ЦЕЛЬ: В каком году, согласно фрагменту о петербургской культуре, в Москве издали книгу диалогов об Ахматовой?

══ ФРАГМЕНТ ДЛЯ ЧТЕНИЯ

Бродский подхватил эту традицию, создав, таким образом, связующее звено между двумя великими пластами петербургской культуры, насильственно расколотыми неумолимыми силами истории в течение грозного и бурного XX века.
Впервые я встретил Бродского еще в Ленинграде в начале 70-х годов, но – как ни странно – по-настоящему узнал его только в Нью-Йорке, где я оказался в 1976 году, эмигрировав из России. В 1979 году я опубликовал здесь мемуары Дмитрия Шостаковича, записанные мною со слов композитора еще в СССР. За этой книгой следовали еще несколько других совместных проектов: «Чайковский» (с Джорджем Баланчиным, 1985), «Из России на Запад» (со скрипачом Натаном Мильштейном, 1990), «Иосиф Бродский в Нью-Йорке» (разговоры с поэтом, 1990) и с ним же книга диалогов об Ахматовой, изданная в 1992 году в Москве. Но все эти годы я продолжал думать и работать над книгой, которая была бы посвящена петербургской культуре и петербургскому мифу, – книгой, идея которой сверкнула мне в тот незабываемый майский день 1965 года со снегом и радугой, когда я с друзьями играл Ахматовой квартет Шостаковича в ее коттедже под Ленинградом.
Нужда в такой книге представлялась мне тем более сильной, что ни в Советском Союзе, ни в какой другой стране всесторонняя история культуры этого великого города, которая включала бы в себя и литературу, и музыку, и театр, и балет, и изобразительные искусства, никогда не была написана. Париж, Вена, Берлин, Нью-Йорк утвердились в мировом сознании как важнейшие культурные центры XX века, в которых рождались революционные эстетические концепции и в борениях блестящих личностей выковывалось великое современное искусство. Люди были зачарованы «лихорадочным великолепием», энергией, витальностью и мучительными кризисами этих великих городов.

════
══ ИСХОДНЫЕ ДАННЫЕ

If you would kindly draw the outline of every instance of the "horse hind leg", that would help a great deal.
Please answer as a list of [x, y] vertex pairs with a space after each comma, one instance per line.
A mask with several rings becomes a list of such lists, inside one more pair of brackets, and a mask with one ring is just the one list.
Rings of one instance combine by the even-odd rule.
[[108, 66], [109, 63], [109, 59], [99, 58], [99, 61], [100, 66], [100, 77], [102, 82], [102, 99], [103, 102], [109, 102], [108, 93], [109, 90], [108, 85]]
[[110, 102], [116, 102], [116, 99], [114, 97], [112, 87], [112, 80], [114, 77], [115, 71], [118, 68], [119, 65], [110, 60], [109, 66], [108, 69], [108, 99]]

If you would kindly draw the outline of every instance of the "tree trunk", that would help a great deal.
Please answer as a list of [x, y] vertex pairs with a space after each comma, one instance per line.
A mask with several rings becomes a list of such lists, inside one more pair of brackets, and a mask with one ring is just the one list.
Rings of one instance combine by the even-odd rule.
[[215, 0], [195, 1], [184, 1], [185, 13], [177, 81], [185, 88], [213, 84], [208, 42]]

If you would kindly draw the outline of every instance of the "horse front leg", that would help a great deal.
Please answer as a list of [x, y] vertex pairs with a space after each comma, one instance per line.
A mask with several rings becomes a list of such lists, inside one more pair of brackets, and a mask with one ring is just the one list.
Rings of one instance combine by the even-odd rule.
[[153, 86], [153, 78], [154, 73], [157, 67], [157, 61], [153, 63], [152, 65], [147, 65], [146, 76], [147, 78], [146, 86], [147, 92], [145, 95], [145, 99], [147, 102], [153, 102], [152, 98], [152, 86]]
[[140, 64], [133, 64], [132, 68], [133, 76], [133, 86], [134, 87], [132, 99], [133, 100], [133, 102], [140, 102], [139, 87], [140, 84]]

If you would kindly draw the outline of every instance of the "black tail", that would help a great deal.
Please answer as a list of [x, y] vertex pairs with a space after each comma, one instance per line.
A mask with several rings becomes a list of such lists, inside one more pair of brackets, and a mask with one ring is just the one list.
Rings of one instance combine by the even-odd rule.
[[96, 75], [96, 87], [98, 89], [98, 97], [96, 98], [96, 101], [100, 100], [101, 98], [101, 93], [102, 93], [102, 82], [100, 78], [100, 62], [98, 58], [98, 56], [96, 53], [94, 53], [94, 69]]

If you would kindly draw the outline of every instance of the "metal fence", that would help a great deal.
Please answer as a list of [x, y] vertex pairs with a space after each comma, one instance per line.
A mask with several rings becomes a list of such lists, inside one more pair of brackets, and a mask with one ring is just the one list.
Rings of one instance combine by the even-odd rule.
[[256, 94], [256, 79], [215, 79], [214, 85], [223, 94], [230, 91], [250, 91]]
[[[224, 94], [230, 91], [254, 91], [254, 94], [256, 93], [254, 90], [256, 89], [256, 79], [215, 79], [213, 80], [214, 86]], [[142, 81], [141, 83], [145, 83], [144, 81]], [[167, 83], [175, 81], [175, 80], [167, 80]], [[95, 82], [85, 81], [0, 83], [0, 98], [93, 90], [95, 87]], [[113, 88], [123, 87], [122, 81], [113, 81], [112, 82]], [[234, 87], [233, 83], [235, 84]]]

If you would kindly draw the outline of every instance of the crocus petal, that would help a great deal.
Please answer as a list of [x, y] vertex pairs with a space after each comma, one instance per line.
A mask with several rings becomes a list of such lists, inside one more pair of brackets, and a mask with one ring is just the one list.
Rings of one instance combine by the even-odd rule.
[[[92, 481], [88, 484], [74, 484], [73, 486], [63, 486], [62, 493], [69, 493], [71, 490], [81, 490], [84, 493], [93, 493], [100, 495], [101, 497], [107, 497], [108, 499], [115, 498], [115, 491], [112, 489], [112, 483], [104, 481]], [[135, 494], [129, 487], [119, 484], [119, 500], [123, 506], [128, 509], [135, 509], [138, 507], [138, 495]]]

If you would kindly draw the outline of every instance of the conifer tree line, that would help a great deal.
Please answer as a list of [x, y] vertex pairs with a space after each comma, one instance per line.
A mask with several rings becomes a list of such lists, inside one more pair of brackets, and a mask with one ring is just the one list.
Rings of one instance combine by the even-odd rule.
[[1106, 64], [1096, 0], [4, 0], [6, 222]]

════

ПОЛНОЕ РЕШЕНИЕ: В 1992 году.